--- Çalışma Yönergesi ---
Lütfen aşağıdaki akıllı telefonlar ve mektuplaşma konulu yazıyı son cümlesinden sonra sürdürün.

--- Belge ---
-.-.-
İŞİN İÇYÜZÜ / 'EFSANE MEKTUPLARDAN' YOLA ÇIKARSAK..
Teknoloji hem bir nimet, hem bir hastalık..
Adına: Akıllı telefon diyorlar..
Artık, Alo.. Alo.. denilmiyor.. Telefonun ekranı üzerinde parmaklarınızı piyano tuşlarına değer gibi hareketler edince, istediğiniz kişiye anında mesajlarınız ulaşıyor.. Tek elinizin parmakları göz işlevi görüyor sanki..
Dokundukça harfler, rakamlar, gideceği yeri buluyor.. Söz yerine, yeni bir anlatım mekanizması, bulunduğumuz çağa hizmet ediyor. Akıllı telefonların belleğindeki zenginlik, sınır tanımıyor..
Teknolojiye odaklı ilerleme sürecinde, bu sessiz konuşma sistemi, gerçekten çok eğlenceli.. Hatlı telefonlardaki gibi cehennem azabı çekilmiyor.. Korku, öfke ve şüphe dolu sözler, mantıksızca ağzınızdan çıktığında kalıcı izler bırakabiliyordu.
Şimdi, öyle değil.. Sözle konuşmanın yerini alan parmaklar, dokunmatik iletişimde, alıcıya, aleyhinizde kanıt sayılacak sabıkalı kelimeler sıralamıyor..
Bu akıllı telefonlar aynı zamanda insanları “can sıkıntısı”ndan kurtarma aracı… Dostlukları da ısındırıyor.
İnternet ve cep telefonları, iletişim kurma tarzımızı değiştirdi. Mektup yazma külfetini sonlandırdı. Görünüşe bakılırsa, teknolojinin gerisine düşen her şey, hatırlanmaz oldu.. Asırlardır, iletişime hizmet veren mektuplaşmayla haberleşmeye kimse önem vermiyor..
-.-.-
--- Verilen Bilgiler ---

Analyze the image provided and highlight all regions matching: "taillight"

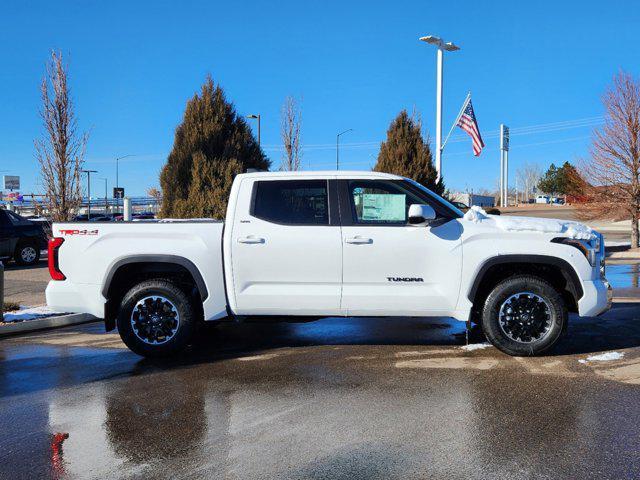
-.-.-
--- Alıştırma Yanıtı ---
Ancak geçmişten kaçmak mümkün değil.. Mektuplaşmanın altında çağlarına bir göz atalım.. Özlemlerimizi mektuplarla paylaşırken, aşkla tutuşan gönül seslerimizin kağıda döküldüğü anları hatırlayın. Sonu gelmez bekleyişler, heyecanlar, umutlar mektupla doğar, mektupla biter. En güzel kelimeleri mektuplar için seçerdik.. Mükemmel bir mektup hazırlamak herkesin başlıca tutkusuydu.
Bir zamanlar, dünyadaki en büyük depremler “mektup”larla yaşanırdı. Savaş ve barışın ilanı mektuplarla yapılırdı. Özgür, yenilikçi ve üretken bir toplumun yazım kültürüne hizmet ederdi. Tavsiye mektupları, uyarı mektupları, takdir mektupları, öğüt mektupları, soru ve cevap mektupları, artık servis dışı kaldı.
Geleceğin nasıl olacağını anlamaya çalışırken teknoloji, yarış atı gibi sık sık öne geçiyor..
Aslında, “mektup fikri”nin tadı, yaşları ileri olanların geçmişine dokunduğunuzda, İstiklal Savaşımızla daha da büyük bir lezzet kazanır.
Büyük Kurtarıcı Mustafa Kemal Atatürk”ün, savaş yıllarında cephe komutanlarına gönderdiği mektuplardaki ifade zenginliği ve etkisi, toplumumuzun bilgisine sunulacak olursa, “Mektup san’atı”nin gücü ortaya çıkar..
Kurtuluş Savaşında bütün cephelerde top, tüfek, askeri malzeme sıkıntısı çekiyordu. Ama Mustafa Kemal komutanlara cesaret, azim ve irade sağlayan öyle duygulu mektuplar gönderiyordu ki, muhteşem ifadelerle yüklü satırları okuyan Generaller, çelikleşerek birliklerini yönetiyorlardı.
Kurtuluş Savaşında komutanları “Çelik bilek” haline hazırlayan bu muhteşem mektuplar, devlet arşivlerinden çıkarılarak sergilenmelidir.
Ata”nın “EFSANE MEKTUPLARI” toplumun önüne çıkarılırsa, politikacılar da yanlış mevzilere çekilme eğilimine kapılmamış olurlar.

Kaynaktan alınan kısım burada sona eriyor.